— Start GIVEN INFORMATION —

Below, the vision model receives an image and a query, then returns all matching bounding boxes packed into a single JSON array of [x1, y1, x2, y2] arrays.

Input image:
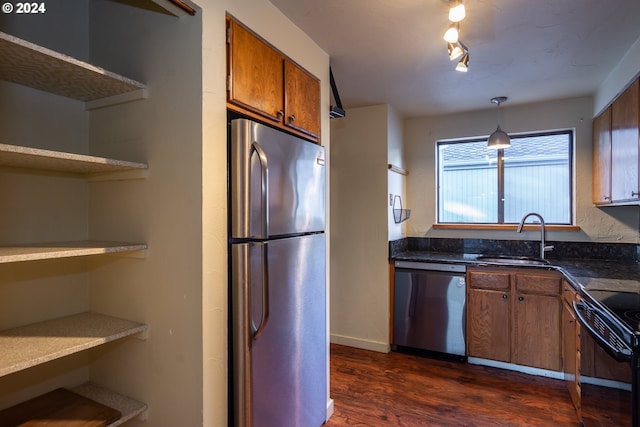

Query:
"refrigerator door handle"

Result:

— End GIVEN INFORMATION —

> [EXERCISE AIM]: Could you copy the lines above word for word, leaving out the picture?

> [EXPECTED ANSWER]:
Below, the vision model receives an image and a query, then returns all matching bounding boxes packed into a single JSON array of [x1, y1, x2, y2] arrays.

Input image:

Query:
"refrigerator door handle"

Result:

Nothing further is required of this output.